TASK 1: In the ministry quotations, which book had Glen Scrivener read before writing about fatigue among church leaders?
TASK 2: Write a continuation of the ministry quotations, starting after their final sentence.

Some things to reflect on:
* Sinclair Ferguson on evangelism: “There’s not a lot in the New Testament on how to do it. There is a lot in the New Testament on how to be it.”
* Rachel Welcher encourages members of a church to be members of a church: “Rather than asking yourself, “Why has no one in the church reached out to me?” try asking, “Who can I reach out to?” The pastor is not the Church. The elders are not the Church. Your small group leader is not the Church. We are a body with many members. All needed. And it hurts the Church when arms refuse to move like arms or ears refuse to listen – pointing at other parts of the Body, wondering why they aren’t sufficient to make the whole Body move and work properly. The Body limps along at this pace. It gets sick. Weary. Christian, the Church needs you. Every single one of you. We are a Body with many members, and we need one another. Check in on your pastors and church leaders, too. They are bone-tired. Soul-tired. Made of dust, just like you.”
* Glen Scrivener writes about one reason for fatigue amongst church leaders this year after reading ‘Creativity Inc’ by Pixar co-founder Ed Catmull. In addition to the usual 2020 stresses and on top of the steep learning curve navigating lockdown ministry and meeting online, there is this: “Pastors have felt a shift from ‘feeding the sheep’ to ‘feeding the beast.’ They’ve gone from a tangible sense, pre-lockdown, of helping their flock and now shifted to an understandable (though unhelpful) sense that they’re ‘producing content’. All content producers feel dread about ‘feeding the beast.’ Just today I remembered a blog post from 2008 entitled “Feeding the Monster.” Doing anything regularly sets up expectations — expectations that can feel overwhelming, especially when you can’t see the tangible benefits. Check out the myriad YouTubers crying on camera because they feel overwhelmed by the need to upload 3 times a week (or else be ignored by the almighty algorithm). ‘Feeding the beast’ happens most when the distance between you and your audience is greatest. The best creativity (and the best ministry) happens from the overflow of a heart inspired and happy to help. It goes toxic when you feel drained by a process sucking you dry. Pastors have gone from feeding sheep on a Sunday, when you can see ‘the end user’, to creating content for a production deadline (cos you need the sermon in the can by Thursday latest). What’s the answer? Partly it’s remembering: I’m not teaching the Bible, I’m teaching *my people* the Bible. I’m not speaking to camera. I’m speaking to *my people* (via camera). I’m not hitting deadlines, I’m serving the saints. It’s not the beast I’m feeding, it’s the flock.”

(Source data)

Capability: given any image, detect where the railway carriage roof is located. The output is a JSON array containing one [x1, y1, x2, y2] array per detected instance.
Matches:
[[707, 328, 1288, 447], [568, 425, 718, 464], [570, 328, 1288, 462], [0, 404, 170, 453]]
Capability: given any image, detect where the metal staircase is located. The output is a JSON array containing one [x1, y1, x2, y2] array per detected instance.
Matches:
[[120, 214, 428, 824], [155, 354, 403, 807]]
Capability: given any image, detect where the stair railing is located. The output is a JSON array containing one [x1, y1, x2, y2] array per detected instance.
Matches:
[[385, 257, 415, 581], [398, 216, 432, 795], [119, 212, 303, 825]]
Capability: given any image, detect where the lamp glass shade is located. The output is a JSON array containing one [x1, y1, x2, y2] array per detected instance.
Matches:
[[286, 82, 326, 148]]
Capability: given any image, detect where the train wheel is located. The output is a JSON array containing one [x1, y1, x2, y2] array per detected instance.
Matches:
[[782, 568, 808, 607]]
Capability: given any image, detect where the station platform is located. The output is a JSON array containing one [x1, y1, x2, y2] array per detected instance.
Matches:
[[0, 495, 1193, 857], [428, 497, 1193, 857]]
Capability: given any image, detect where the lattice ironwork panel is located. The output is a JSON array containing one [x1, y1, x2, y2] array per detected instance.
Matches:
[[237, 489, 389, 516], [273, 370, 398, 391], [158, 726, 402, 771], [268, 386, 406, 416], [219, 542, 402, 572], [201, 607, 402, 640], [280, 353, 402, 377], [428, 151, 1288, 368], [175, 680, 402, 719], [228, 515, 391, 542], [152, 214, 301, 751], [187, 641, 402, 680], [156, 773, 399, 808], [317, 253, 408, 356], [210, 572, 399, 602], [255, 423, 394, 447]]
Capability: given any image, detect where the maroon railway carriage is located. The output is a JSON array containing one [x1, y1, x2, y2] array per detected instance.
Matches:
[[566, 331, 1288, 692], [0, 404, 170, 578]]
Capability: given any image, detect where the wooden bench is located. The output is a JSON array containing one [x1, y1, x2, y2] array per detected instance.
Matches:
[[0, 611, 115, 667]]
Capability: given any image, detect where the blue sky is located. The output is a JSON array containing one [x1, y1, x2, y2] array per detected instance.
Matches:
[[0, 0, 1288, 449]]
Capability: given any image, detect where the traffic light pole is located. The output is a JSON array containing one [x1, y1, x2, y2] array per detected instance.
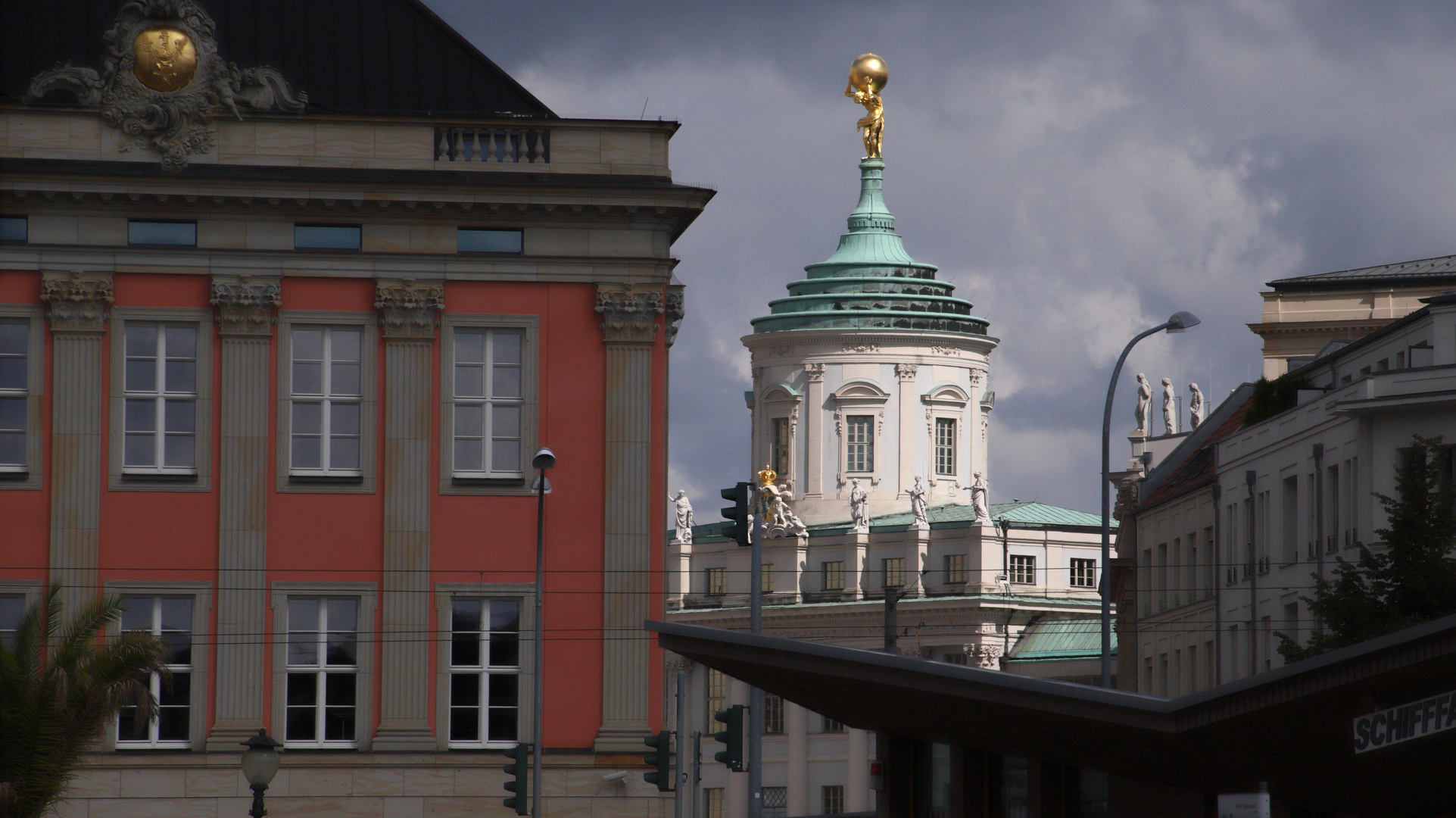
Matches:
[[748, 503, 763, 818]]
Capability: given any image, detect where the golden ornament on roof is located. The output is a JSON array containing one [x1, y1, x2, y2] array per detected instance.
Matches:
[[131, 27, 197, 92], [844, 54, 890, 158]]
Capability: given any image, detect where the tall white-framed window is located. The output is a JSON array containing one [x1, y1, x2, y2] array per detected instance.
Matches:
[[0, 304, 45, 489], [284, 597, 360, 748], [935, 418, 956, 477], [288, 326, 364, 477], [440, 313, 539, 495], [450, 597, 521, 748], [1011, 554, 1037, 585], [451, 327, 525, 479], [273, 581, 376, 750], [123, 322, 198, 474], [844, 415, 875, 474], [117, 595, 197, 750]]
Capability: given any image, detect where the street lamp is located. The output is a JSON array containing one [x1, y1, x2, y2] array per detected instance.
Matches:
[[532, 447, 557, 818], [1099, 311, 1202, 687], [240, 728, 282, 818]]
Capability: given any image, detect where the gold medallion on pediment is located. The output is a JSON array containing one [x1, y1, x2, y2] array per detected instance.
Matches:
[[131, 27, 197, 92]]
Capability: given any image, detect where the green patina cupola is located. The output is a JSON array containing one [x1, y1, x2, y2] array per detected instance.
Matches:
[[753, 158, 987, 336]]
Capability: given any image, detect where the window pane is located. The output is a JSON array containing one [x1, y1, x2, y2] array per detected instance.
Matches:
[[456, 330, 485, 364], [329, 403, 360, 436], [456, 229, 521, 253], [491, 367, 521, 398], [491, 439, 521, 472], [456, 403, 485, 438], [329, 364, 363, 395], [293, 224, 360, 251], [491, 406, 521, 438], [164, 400, 197, 432], [491, 332, 522, 364], [491, 600, 521, 630], [126, 323, 157, 358], [126, 221, 197, 246], [456, 364, 485, 398], [166, 358, 197, 392], [293, 401, 323, 436], [293, 329, 323, 361], [167, 326, 197, 358], [329, 327, 363, 361], [293, 361, 323, 395]]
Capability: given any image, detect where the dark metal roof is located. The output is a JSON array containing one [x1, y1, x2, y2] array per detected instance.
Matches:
[[645, 616, 1456, 818], [1268, 256, 1456, 291], [0, 0, 557, 118]]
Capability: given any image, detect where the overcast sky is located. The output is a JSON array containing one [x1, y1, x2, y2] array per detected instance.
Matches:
[[426, 0, 1456, 521]]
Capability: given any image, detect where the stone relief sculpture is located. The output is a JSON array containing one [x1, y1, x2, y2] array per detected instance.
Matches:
[[1188, 382, 1202, 429], [906, 476, 931, 531], [1133, 373, 1153, 437], [849, 477, 869, 534], [22, 0, 309, 170], [667, 489, 693, 546], [1163, 379, 1178, 436], [971, 472, 992, 526]]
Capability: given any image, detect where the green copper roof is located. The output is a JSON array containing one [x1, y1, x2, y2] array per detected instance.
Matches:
[[753, 158, 987, 335]]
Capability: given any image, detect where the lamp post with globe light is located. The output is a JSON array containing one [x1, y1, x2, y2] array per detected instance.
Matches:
[[1099, 311, 1201, 687]]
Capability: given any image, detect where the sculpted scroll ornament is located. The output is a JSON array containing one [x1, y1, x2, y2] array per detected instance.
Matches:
[[208, 275, 282, 335], [22, 0, 309, 170], [597, 284, 666, 342], [374, 278, 445, 338], [41, 270, 115, 332]]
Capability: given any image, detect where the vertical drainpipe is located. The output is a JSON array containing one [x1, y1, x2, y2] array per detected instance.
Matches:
[[1210, 483, 1223, 685], [1243, 469, 1259, 676], [1311, 442, 1325, 633]]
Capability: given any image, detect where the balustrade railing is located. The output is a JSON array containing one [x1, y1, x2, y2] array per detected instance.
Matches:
[[435, 126, 550, 164]]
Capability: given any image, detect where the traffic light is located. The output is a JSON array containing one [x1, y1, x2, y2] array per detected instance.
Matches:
[[718, 483, 753, 546], [642, 731, 672, 791], [501, 744, 532, 815], [713, 704, 746, 773]]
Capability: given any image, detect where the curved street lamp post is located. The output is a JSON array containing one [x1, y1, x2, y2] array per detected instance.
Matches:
[[1099, 311, 1201, 687]]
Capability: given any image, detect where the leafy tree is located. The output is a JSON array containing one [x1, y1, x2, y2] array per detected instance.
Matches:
[[0, 585, 170, 818], [1276, 436, 1456, 662]]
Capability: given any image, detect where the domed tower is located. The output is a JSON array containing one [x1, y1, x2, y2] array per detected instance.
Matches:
[[743, 158, 997, 526]]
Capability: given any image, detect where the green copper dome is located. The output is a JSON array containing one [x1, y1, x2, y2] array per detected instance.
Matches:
[[753, 158, 987, 335]]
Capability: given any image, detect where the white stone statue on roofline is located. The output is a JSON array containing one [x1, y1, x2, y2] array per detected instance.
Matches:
[[971, 472, 992, 526], [849, 477, 869, 534], [1133, 373, 1153, 437], [667, 489, 693, 546], [1188, 382, 1202, 429], [906, 476, 931, 531], [1163, 379, 1177, 436]]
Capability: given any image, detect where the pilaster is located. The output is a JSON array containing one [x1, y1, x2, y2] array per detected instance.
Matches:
[[373, 278, 444, 753], [41, 270, 114, 614], [594, 284, 664, 753], [207, 275, 282, 753], [896, 364, 920, 499], [803, 364, 824, 499]]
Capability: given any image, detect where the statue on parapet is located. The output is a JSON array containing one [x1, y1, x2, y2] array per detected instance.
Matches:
[[844, 54, 890, 158]]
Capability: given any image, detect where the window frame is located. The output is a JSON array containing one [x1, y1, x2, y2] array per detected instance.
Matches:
[[435, 582, 536, 751], [0, 304, 48, 491], [273, 581, 379, 753], [275, 310, 380, 493], [1006, 554, 1038, 585], [438, 313, 540, 495], [106, 307, 214, 492], [101, 579, 213, 753]]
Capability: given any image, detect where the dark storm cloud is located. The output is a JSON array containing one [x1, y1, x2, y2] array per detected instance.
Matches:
[[431, 0, 1456, 510]]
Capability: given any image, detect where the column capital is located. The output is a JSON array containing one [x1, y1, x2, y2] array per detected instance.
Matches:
[[374, 278, 445, 341], [208, 275, 282, 336], [597, 284, 666, 344], [41, 270, 115, 332]]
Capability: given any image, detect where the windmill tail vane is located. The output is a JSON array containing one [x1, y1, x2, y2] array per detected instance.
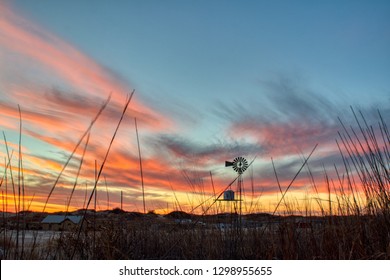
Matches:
[[225, 157, 249, 174]]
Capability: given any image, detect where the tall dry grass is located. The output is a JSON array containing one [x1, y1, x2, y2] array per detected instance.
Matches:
[[0, 106, 390, 259]]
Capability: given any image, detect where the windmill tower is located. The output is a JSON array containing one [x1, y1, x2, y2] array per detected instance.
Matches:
[[224, 157, 249, 217]]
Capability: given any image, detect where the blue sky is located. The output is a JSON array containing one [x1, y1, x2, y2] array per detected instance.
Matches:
[[0, 0, 390, 213]]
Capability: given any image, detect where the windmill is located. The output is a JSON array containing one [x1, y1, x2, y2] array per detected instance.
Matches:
[[222, 157, 249, 219]]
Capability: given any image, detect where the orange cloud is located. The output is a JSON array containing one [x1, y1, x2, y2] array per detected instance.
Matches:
[[0, 1, 172, 129]]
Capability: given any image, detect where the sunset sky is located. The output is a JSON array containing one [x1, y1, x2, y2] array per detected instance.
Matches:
[[0, 0, 390, 212]]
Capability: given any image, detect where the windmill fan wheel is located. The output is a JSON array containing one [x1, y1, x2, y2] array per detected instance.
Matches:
[[233, 157, 249, 174]]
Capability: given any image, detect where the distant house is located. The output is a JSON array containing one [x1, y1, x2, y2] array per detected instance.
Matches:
[[41, 215, 83, 231]]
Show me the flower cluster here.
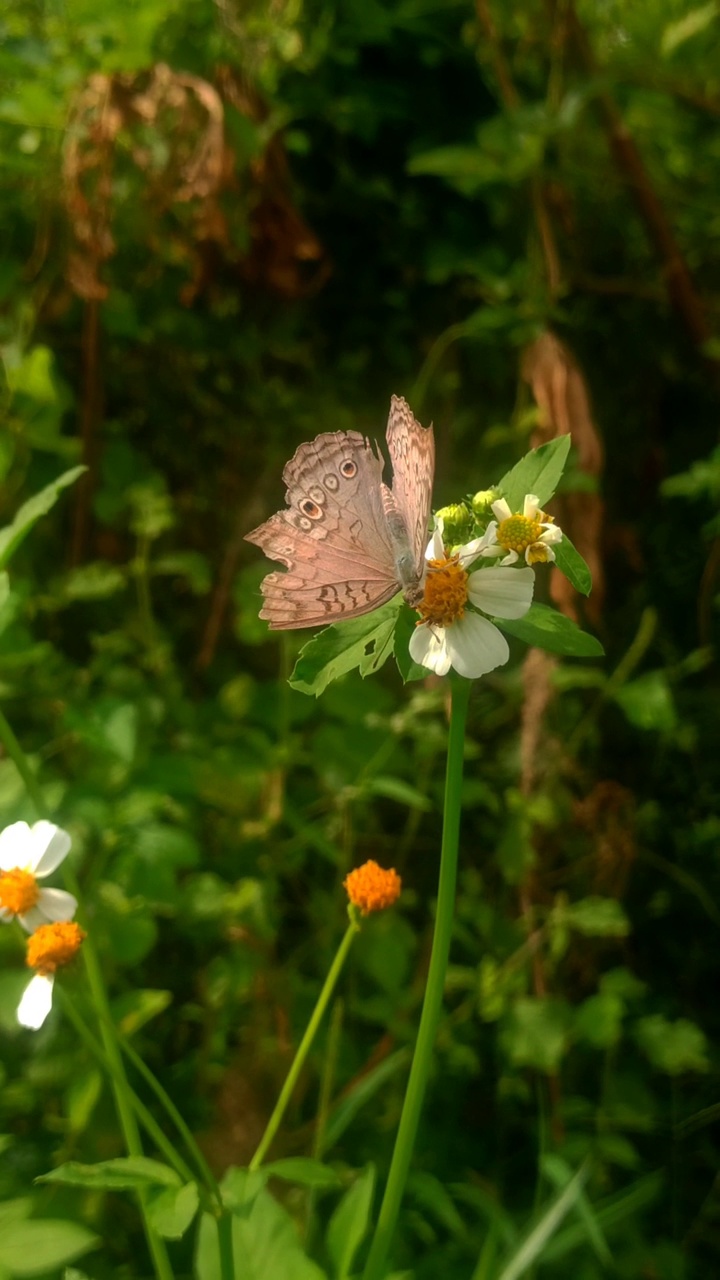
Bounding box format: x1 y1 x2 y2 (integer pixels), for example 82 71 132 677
342 859 402 915
410 490 562 680
0 822 85 1030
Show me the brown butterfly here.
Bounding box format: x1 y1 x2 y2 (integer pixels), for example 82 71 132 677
245 396 434 631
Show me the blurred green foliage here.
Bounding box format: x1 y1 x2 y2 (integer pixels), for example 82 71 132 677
0 0 720 1280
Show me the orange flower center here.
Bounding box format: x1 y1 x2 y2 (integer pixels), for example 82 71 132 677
496 511 542 556
418 556 468 627
342 860 402 915
26 920 86 975
0 867 40 915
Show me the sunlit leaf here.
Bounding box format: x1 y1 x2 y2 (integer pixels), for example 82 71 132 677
290 598 400 698
496 435 570 511
0 467 87 568
495 604 605 658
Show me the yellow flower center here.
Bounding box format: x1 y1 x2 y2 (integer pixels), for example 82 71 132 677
496 511 542 556
0 867 40 915
342 860 402 915
26 920 86 975
418 556 468 627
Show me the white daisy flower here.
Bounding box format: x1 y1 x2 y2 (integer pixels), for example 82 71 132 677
0 820 77 933
410 529 534 680
479 493 562 564
17 920 85 1032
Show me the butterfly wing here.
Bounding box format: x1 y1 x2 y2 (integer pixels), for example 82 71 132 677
245 431 398 631
387 396 436 577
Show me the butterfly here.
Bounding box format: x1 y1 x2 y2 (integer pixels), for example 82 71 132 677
245 396 434 631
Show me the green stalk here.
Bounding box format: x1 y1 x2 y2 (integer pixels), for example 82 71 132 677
363 675 471 1280
249 909 360 1171
117 1032 223 1210
55 983 193 1183
0 710 173 1280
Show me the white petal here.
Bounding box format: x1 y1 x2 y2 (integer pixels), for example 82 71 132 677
468 568 536 618
410 622 451 676
18 906 47 933
425 526 445 559
18 973 55 1032
492 498 512 521
539 525 562 547
457 534 487 568
447 613 510 680
37 888 77 923
0 822 32 872
29 820 72 877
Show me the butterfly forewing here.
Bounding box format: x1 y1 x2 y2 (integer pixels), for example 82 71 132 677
245 396 434 631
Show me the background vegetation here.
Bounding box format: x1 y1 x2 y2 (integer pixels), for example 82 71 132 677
0 0 720 1280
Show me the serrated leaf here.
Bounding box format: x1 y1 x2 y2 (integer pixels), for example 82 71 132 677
0 467 87 568
660 0 719 58
327 1165 375 1280
393 607 432 685
495 604 605 658
35 1156 181 1192
615 671 678 733
552 534 592 595
496 435 570 511
0 1219 100 1276
635 1014 710 1075
288 596 400 698
195 1190 327 1280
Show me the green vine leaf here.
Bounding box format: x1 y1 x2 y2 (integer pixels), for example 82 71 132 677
495 604 605 658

ANSWER SECTION 1: He had read 'Creativity Inc' by Pixar co-founder Ed Catmull.

ANSWER SECTION 2:
* Craig Carter makes an interesting comment about application in preaching: “More manipulation of the text occurs at the app. stage than any other stage. The app. should arise organically & not be forced. The HS must supply it & sometimes he waits until halfway through the preaching of the sermon. We must be very careful & docile (submissive) in this area.”
* This comment from Jonathan Thomas, “I love reading older stuff. But it does make you wonder how far we have moved from the early church….especially the emphasis of the Didache.”
* An encouraging word from Ricky Alcantar: “The 2020 pandemic has directly undercut so much of what makes the local church healthy. It has removed the face to face interaction that helps us during times of turmoil and controversy and out of the church. It has kept many at home and isolated without the life-giving and soul-stirring air of friendship and fellowship. It has shrivelled some of our ability to pursue mission, service, and the lost in relationship (while creating other opportunities). It has turned the church’s focus away from primary issues to tertiary ones of intense practical controversy. The church has endured blow after blow in 2020. So if your local church still stands at the end of 2020 it is grace. It is miraculous. It is glorious. It is Jesus the Chief Shepherd holding together what could easily splinter apart. He. Will. Build. His. Church.”
* David French writing about the crisis of Christian celebrity: “I’ve known a number of Christian public figures who haven’t fallen … They’ve typically shared two common convictions. 1) They don’t trust their virtue. 2) They don’t believe they earned their fame.”